A month into 2026 and the chemical tanker market is starting to feel more acutely the effects of weak downstream demand and oversupply with tonnage. Besides biofuels where demand is supported by government mandates and policies, the other bright spot in this otherwise gloomy market is specialty chemicals. Demand for specialty chemicals is expected to grow by 3-4% in 2026, outpacing demand for other chemicals. Strict quality requirements during transportation make this segment of the chemical trade less price-elastic and able to bear higher transportation costs, which makes it an important revenue generator for shipowners.
With about 1M mt/year methyl methacrylate (MMA) is one of the commonly moved specialty chemicals. Its number one use is in the production of the polymethyl methacrylate (PMMA) which takes up more than 75% of the global MMA volumes. PMMA then flows into big-end use sectors like construction, automotive/transport, electronics, lighting, healthcare where it is used for plastics, screens, displays, surface coatings, etc. Thus, the health of the MMA market is very heavily dependent on the health of downstream demand in these sectors.
From supply perspective, most of the global production capacity is concentrated in Asia, followed by the US and then Europe. In Asia several countries have MMA plants – China, Japan, Korea, Taiwan, Singapore and Thailand. However, over the past year there have been partial closures at PTT Asahi’s plant in Thailand and Sumitomo’s plant in Singapore which has led to China emerging as the leading MMA supplier in both the regional and deep-sea markets.
But how has the MMA trade developed over the years and in 2025 in particular? And what to expect from 2026?
The Bigger Picture
Looking at trade data for the period 2014-24 shows that exports have been mostly flat to down – moving from ~975K mt in 2014 to 800-940K mt range between 2015-21, then ~850-880K mt in 2022-23, before jumping to over a 1M mt in 2024, driven by a surge in Chinese exports.
The big structural shift has been the re-orientation of trade away from intra-NE Asia flows (as China/NE Asia become more self-sufficient) and towards Europe, North America, India and ASEAN – which is exactly where downstream demand has been more supportive. A brief regional overview below:
- NE Asia has seen import compression and expansion of MMA exports. China’s construction/property weakness and chemical margin pressure have pushed producers to export, while new capacity has reduced the need for imports.
- India and SE Asia have experienced steady pull from construction, manufacturing and electronics. India imports have nearly doubled from 49K mt to almost 100K mt/year, while ASEAN is steady-to-up from 215K mt to about 240K mt/year. These are exactly the regions where the downstream, end users of MMA have been generally healthier than Europe or China.

* [Problem]
Decide whether each statement agrees with the passage on the methyl methacrylate trade, answering yes or no and quoting the words of the passage that settle it.
1. PMMA production accounts for more than three-quarters of global MMA volumes.
2. Europe has more MMA production capacity than the US.
3. India's MMA imports have roughly tripled.

* [Recorded information]
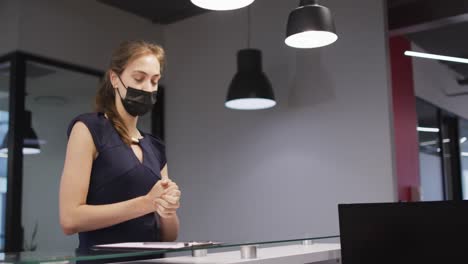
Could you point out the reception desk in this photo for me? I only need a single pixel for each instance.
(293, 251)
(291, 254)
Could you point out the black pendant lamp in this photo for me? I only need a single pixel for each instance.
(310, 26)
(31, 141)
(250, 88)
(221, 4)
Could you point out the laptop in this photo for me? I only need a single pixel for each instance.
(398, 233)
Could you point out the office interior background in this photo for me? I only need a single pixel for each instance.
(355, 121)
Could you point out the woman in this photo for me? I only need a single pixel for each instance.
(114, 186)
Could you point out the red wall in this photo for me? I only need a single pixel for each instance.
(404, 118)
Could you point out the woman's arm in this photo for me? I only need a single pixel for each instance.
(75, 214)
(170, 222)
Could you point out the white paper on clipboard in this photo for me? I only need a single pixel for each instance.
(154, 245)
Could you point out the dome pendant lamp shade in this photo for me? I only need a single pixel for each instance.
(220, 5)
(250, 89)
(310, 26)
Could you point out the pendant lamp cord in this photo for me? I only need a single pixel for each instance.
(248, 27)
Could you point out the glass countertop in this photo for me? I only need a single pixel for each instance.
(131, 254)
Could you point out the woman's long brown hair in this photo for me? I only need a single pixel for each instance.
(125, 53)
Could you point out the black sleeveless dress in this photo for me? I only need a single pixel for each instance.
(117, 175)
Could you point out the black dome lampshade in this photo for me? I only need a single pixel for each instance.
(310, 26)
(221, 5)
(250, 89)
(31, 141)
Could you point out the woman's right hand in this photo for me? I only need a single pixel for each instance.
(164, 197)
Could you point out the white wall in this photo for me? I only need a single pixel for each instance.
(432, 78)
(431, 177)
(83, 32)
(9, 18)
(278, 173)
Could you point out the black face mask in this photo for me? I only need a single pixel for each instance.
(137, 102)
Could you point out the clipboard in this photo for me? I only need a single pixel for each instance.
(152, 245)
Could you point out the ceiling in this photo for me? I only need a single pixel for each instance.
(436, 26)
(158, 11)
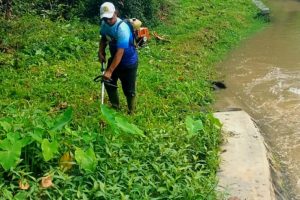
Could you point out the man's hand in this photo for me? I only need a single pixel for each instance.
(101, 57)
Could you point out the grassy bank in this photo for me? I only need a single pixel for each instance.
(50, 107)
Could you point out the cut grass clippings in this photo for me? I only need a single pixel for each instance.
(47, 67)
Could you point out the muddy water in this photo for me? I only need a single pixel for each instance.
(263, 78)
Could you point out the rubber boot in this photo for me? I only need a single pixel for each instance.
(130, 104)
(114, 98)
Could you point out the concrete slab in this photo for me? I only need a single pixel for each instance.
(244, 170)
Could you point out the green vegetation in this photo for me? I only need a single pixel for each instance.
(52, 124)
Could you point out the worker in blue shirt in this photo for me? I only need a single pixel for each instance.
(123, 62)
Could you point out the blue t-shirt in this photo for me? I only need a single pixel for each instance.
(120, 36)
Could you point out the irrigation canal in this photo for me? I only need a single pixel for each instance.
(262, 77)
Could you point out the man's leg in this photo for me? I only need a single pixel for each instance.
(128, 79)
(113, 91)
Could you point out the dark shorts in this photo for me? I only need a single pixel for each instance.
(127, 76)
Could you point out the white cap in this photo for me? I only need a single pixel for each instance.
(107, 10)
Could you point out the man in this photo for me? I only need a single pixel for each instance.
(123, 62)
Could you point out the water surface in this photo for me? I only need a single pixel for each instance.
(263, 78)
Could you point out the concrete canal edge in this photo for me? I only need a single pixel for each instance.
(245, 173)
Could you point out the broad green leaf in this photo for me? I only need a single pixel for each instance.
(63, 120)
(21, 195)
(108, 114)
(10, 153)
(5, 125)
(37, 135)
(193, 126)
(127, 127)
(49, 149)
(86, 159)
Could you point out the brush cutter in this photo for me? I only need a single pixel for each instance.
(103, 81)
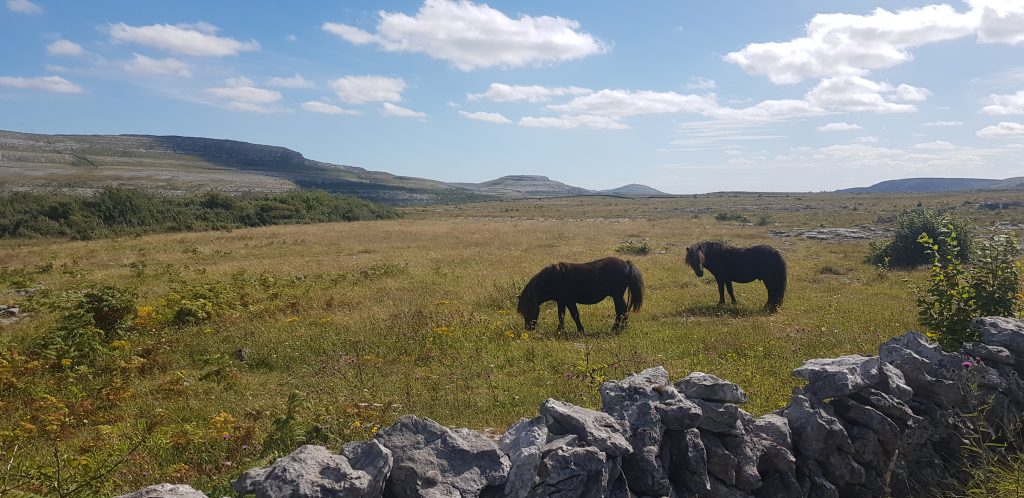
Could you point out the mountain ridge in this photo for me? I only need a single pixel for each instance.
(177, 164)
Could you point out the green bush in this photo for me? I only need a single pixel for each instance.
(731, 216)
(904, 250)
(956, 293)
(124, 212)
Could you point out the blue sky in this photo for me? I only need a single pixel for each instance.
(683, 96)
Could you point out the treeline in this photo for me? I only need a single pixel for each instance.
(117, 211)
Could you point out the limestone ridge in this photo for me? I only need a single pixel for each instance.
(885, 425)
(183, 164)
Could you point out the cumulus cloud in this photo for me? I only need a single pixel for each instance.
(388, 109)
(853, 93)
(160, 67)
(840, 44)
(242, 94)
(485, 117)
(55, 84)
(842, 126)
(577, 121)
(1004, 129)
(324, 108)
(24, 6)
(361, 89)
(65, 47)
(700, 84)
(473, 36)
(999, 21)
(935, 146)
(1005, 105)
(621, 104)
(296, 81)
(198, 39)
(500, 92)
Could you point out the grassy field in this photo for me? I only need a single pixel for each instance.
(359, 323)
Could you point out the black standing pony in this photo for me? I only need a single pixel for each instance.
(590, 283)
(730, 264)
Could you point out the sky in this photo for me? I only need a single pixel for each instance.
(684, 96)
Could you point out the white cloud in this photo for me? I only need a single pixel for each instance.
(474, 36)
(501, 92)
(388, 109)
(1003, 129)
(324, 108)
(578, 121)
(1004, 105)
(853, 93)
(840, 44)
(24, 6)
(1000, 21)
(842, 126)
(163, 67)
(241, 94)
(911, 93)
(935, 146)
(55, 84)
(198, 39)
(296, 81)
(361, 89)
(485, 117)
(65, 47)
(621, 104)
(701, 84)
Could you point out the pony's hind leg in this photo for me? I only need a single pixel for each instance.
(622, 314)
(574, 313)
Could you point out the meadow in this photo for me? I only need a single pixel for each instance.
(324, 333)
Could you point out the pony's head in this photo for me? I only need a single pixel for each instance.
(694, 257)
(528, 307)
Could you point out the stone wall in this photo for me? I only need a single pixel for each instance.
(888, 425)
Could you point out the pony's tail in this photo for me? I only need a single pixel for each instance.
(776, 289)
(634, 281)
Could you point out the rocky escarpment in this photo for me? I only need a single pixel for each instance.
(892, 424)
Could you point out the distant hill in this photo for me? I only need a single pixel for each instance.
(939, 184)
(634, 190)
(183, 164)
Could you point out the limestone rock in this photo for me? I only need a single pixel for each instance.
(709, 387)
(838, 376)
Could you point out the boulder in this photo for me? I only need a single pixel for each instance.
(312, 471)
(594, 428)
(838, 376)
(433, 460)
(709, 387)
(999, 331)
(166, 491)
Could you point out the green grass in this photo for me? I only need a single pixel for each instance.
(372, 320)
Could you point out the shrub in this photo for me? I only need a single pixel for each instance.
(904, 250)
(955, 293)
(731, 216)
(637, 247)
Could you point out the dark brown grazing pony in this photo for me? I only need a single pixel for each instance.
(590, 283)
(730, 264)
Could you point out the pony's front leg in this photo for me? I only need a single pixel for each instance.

* [Worked answer]
1. Yes: "takes up more than 75% of the global MMA volumes"
2. No: "concentrated in Asia, followed by the US and then Europe"
3. No: "India imports have nearly doubled from 49K mt to almost 100K mt/year"